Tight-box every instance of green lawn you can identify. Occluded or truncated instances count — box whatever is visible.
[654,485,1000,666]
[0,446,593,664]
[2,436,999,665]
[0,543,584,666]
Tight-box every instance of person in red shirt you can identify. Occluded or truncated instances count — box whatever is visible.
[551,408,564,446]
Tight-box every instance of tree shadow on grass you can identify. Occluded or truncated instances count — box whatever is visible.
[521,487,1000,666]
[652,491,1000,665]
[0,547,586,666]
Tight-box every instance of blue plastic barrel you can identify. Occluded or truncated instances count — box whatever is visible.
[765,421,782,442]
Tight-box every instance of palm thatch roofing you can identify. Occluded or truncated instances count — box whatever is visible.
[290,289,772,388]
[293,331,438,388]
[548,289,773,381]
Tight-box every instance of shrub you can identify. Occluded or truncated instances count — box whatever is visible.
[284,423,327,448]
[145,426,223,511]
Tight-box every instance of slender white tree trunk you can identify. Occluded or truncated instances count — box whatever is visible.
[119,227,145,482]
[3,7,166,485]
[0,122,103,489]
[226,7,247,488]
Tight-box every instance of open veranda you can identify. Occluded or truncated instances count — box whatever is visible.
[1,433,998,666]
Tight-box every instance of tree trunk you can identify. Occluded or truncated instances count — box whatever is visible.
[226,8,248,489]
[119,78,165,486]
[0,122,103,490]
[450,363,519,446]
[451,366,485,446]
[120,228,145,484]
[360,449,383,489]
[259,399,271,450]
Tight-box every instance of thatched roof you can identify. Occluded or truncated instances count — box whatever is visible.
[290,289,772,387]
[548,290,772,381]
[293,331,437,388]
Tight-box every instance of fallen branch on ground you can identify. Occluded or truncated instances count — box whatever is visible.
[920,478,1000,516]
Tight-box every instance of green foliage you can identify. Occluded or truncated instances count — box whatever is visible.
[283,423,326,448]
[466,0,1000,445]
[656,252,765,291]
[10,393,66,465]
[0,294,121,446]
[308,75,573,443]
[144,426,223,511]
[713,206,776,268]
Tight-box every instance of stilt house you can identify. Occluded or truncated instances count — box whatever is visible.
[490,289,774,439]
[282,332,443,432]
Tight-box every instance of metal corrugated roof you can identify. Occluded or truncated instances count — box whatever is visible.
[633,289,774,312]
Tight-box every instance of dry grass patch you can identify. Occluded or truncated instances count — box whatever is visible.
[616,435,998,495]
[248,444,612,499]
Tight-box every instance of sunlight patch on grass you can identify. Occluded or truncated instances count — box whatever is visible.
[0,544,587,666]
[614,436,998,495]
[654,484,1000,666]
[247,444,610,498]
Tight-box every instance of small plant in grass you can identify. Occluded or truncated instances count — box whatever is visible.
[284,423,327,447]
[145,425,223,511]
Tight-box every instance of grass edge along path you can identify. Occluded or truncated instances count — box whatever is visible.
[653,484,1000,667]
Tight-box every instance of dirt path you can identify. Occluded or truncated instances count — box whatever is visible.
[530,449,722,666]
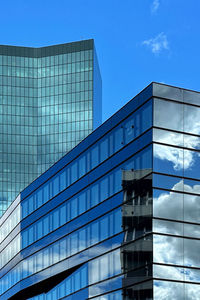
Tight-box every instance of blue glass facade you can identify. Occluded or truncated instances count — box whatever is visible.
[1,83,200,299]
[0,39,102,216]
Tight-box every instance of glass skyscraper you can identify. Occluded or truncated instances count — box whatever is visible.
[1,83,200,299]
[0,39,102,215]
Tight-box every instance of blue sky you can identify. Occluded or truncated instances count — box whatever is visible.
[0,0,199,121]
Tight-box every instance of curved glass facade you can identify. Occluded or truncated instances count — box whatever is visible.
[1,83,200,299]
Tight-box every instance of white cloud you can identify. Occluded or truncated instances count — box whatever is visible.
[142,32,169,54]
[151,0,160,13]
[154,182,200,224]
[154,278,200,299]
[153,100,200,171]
◆ ◆ ◆ ◆
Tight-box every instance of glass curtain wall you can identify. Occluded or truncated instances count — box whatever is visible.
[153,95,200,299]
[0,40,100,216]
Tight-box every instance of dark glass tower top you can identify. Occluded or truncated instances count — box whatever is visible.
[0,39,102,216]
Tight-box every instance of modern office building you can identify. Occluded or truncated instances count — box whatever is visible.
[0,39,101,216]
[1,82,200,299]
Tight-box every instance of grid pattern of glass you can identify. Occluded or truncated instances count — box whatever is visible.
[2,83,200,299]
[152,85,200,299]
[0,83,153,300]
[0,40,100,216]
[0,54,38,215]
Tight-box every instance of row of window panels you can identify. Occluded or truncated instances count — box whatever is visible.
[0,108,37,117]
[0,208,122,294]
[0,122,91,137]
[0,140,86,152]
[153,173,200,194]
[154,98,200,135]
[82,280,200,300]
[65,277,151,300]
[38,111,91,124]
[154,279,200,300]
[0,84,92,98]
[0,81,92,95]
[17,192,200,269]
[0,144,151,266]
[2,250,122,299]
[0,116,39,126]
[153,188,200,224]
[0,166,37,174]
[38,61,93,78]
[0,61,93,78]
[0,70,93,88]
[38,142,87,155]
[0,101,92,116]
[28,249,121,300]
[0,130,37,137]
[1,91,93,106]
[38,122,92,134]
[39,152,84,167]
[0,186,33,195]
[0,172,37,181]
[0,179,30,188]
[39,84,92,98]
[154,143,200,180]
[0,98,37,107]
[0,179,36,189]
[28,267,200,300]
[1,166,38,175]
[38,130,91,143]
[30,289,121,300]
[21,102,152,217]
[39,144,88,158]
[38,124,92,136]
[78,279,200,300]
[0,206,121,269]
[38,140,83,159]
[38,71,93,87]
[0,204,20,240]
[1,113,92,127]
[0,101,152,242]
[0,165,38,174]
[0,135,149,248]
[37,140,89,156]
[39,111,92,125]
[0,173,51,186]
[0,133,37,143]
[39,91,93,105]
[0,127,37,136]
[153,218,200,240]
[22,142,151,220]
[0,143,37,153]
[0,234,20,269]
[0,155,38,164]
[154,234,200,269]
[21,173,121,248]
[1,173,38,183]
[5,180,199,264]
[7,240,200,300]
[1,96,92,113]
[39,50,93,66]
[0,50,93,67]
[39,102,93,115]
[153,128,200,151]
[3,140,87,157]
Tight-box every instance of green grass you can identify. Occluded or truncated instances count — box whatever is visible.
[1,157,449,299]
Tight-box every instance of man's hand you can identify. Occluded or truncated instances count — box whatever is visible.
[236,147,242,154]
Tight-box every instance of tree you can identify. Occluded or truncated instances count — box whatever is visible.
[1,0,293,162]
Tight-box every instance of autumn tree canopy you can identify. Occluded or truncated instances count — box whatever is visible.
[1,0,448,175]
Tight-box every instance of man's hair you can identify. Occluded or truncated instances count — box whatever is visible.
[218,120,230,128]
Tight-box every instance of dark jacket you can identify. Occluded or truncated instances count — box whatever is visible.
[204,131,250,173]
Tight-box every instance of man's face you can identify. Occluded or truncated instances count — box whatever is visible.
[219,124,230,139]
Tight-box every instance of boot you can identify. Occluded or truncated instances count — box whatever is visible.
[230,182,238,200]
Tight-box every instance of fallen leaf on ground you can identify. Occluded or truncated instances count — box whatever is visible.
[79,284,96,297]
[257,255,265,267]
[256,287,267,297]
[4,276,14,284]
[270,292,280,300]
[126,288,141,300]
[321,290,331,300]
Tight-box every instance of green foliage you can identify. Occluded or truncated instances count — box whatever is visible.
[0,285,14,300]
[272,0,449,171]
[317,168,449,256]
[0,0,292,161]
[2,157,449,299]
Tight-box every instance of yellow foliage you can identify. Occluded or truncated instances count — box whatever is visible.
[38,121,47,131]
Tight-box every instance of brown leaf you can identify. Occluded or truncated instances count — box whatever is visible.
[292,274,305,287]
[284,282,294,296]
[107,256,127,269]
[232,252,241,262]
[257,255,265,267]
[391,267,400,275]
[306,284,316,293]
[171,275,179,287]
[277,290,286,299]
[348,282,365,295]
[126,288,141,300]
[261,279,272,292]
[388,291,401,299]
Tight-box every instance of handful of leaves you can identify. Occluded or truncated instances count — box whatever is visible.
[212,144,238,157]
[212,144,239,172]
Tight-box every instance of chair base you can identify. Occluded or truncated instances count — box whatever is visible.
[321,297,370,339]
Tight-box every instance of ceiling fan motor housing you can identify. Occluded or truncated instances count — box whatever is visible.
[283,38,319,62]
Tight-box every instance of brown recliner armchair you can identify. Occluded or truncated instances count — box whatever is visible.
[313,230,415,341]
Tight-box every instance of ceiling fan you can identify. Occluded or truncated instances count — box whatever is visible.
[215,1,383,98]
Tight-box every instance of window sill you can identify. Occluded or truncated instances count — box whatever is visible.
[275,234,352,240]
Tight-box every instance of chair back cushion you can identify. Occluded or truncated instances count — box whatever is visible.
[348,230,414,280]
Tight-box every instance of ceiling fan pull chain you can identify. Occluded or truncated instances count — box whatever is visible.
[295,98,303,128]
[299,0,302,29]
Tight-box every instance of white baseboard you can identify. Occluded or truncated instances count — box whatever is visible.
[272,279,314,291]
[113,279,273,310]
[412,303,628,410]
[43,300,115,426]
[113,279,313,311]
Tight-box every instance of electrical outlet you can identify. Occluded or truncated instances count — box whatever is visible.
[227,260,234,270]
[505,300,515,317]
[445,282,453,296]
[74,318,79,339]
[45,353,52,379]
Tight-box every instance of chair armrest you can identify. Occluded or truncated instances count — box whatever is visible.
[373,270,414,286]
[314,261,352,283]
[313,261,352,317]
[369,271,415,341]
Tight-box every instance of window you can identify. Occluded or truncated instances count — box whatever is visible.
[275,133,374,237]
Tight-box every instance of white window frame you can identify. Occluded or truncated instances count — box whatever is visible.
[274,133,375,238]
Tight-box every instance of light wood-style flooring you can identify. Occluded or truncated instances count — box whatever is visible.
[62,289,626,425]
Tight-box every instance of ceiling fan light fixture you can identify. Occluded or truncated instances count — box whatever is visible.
◆ ◆ ◆ ◆
### PROBLEM REQUIREMENTS
Go back to the listing above. Copy word for word the lines from the one with "Tight-box every instance of light" through the one with "Tight-box every instance of ceiling fan light", and nothing more.

### TASK RESPONSE
Tight-box every instance of light wood-style flooring you can identify. Occluded or truncated instances count — box whatever is visible.
[62,289,626,425]
Tight-box every instance of ceiling fan light fixture you can identify. Occluded or truncated instances count — box whatever is visible.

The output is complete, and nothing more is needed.